Written instruction 1
Switch "mpirun" to "orterun" and write out the thread again, starting at "On Thursday, June 23, 2011 at 4:19" and ending at "is totally different.".

Committed in r24815.

On Thursday, June 23, 2011 at 4:19 PM, Ralph Castain wrote:

> 
> On Jun 23, 2011, at 2:14 PM, Wesley Bland wrote:
> > Maybe before the ORTED saw the signal, it detected a communication failure 
> > and reacted to that. 
> 
> Quite possible. However, remember that procs local to mpirun (in most 
> environments) directly receive the ctrl-c instead of the orted getting a cmd 
> from mpirun to kill them. Thus, they "abort_by_signal" rather than "terminate 
> by cmd".
> 
> I've had this problem a lot on my Mac, in particular. The ctrl-c is seen 
> directly by the procs, so the abort code path is totally different.
> 
> 
> > Either way, I haven't had any trouble being able to ctrl-c out of my 
> > applications. I'll go ahead and comment the code out of the HNP and if we 
> > want to put it back later, it will be there.
> > 
> > On Thursday, June 23, 2011 at 4:05 PM, Ralph Castain wrote:
> > 
> > > 
> > > On Jun 23, 2011, at 1:59 PM, Wesley Bland wrote:
> > > > I don't see any code in the orted errmgr that deals with the state 
> > > > ORTE_PROC_STATE_ABORTED_BY_SIG however the HNP does deal with that 
> > > > state.
> > > 
> > > Like I said, the orted just passes it along - as it does with all failure 
> > > states.
> > > 
> > > > 
> > > > The discussion Josh and I were having was whether or not to remove the 
> > > > code dealing with ORTE_PROC_STATE_ABORTED_BY_SIG from the HNP so that 
> > > > the processes running on that node can also be aborted by a kill signal 
> > > > and allow the rest of the job to run.
> > > 
> > > I don't see any reason to treat that state any differently than all the 
> > > other failure states. However, be careful - if someone -wants- to kill 
> > > the job, then we need to ensure they can do so - i.e., if mpirun 
> > > sigterms/sigkills a proc, we don't want it auto-recovering or we'll never 
> > > ctrl-c out of mpirun.
> > > 
> > > In my branch, I have a special code for procs terminated deliberately by 
> > > mpirun - pretty sure I put that code back into the trunk, but I don't 
> > > believe the trunk errmgr modules know what to do with it 
> > > (TERMINATED_BY_CMD).
> > > 
> > > You might need to add some code for that case.
> > > > 
> > > > On Thursday, June 23, 2011 at 3:54 PM, Ralph Castain wrote:
> > > > 
> > > > > I'm not entirely sure what that means. The orteds certainly detect 
> > > > > and mark that a local proc aborted by signal - the orted errmgr just 
> > > > > sends a note back to the HNP notifying it of the situation rather 
> > > > > than responding to it directly.

Written instruction 2
Copy the rows below word for word, starting at the line that contains "Point out the electrical" and ending at the line that contains "[(734, 326), (243, 361)]". Leave the pictures out of your answer.

(Collected data entries)
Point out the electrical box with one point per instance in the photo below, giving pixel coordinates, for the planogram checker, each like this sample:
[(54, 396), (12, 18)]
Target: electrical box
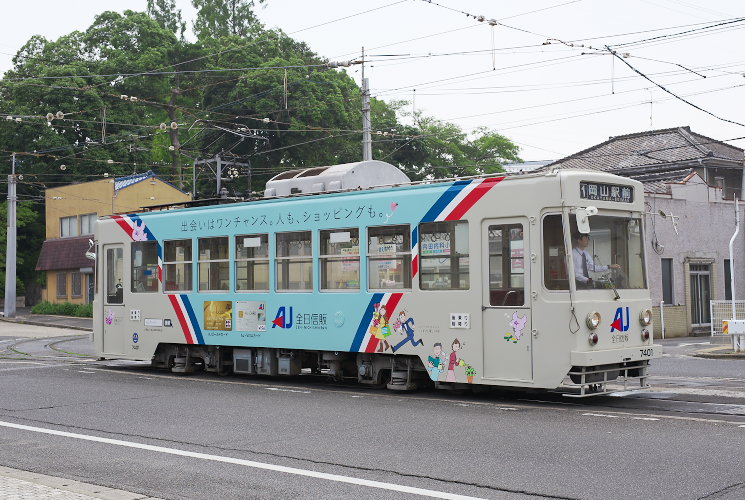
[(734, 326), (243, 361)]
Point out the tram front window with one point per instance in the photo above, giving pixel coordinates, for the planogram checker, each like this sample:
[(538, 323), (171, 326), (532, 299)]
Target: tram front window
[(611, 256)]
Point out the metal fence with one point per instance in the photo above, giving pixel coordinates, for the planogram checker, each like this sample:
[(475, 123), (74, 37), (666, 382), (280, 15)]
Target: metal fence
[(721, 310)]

--

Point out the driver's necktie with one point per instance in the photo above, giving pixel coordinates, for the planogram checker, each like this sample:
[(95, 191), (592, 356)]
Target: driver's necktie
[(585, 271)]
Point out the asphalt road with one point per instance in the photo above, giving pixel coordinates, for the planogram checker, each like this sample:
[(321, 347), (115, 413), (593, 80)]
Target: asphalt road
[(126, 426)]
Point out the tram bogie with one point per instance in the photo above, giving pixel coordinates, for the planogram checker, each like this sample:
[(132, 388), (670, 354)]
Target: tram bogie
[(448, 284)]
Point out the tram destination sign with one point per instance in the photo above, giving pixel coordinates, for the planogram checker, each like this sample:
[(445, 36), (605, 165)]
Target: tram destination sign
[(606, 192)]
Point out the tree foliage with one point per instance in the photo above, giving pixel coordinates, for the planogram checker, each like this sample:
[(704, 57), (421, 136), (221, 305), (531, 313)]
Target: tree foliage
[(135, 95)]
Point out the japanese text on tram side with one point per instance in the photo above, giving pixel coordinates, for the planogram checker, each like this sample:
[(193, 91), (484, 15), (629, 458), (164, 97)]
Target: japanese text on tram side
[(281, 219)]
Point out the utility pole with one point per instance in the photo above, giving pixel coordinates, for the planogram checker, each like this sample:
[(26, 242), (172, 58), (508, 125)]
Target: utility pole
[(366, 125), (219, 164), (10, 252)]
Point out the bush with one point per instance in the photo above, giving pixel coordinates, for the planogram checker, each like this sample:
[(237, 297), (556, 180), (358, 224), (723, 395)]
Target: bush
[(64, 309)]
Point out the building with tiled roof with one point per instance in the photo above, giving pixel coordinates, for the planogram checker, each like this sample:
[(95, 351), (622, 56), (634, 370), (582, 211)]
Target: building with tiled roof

Expected output 1
On Thursday, June 23, 2011 at 4:19 PM, Ralph Castain wrote:

> 
> On Jun 23, 2011, at 2:14 PM, Wesley Bland wrote:
> > Maybe before the ORTED saw the signal, it detected a communication failure 
> > and reacted to that. 
> 
> Quite possible. However, remember that procs local to orterun (in most 
> environments) directly receive the ctrl-c instead of the orted getting a cmd 
> from orterun to kill them. Thus, they "abort_by_signal" rather than "terminate 
> by cmd".
> 
> I've had this problem a lot on my Mac, in particular. The ctrl-c is seen 
> directly by the procs, so the abort code path is totally different.

Expected output 2
Point out the electrical box with one point per instance in the photo below, giving pixel coordinates, for the planogram checker, each like this sample:
[(54, 396), (12, 18)]
Target: electrical box
[(734, 326), (243, 361)]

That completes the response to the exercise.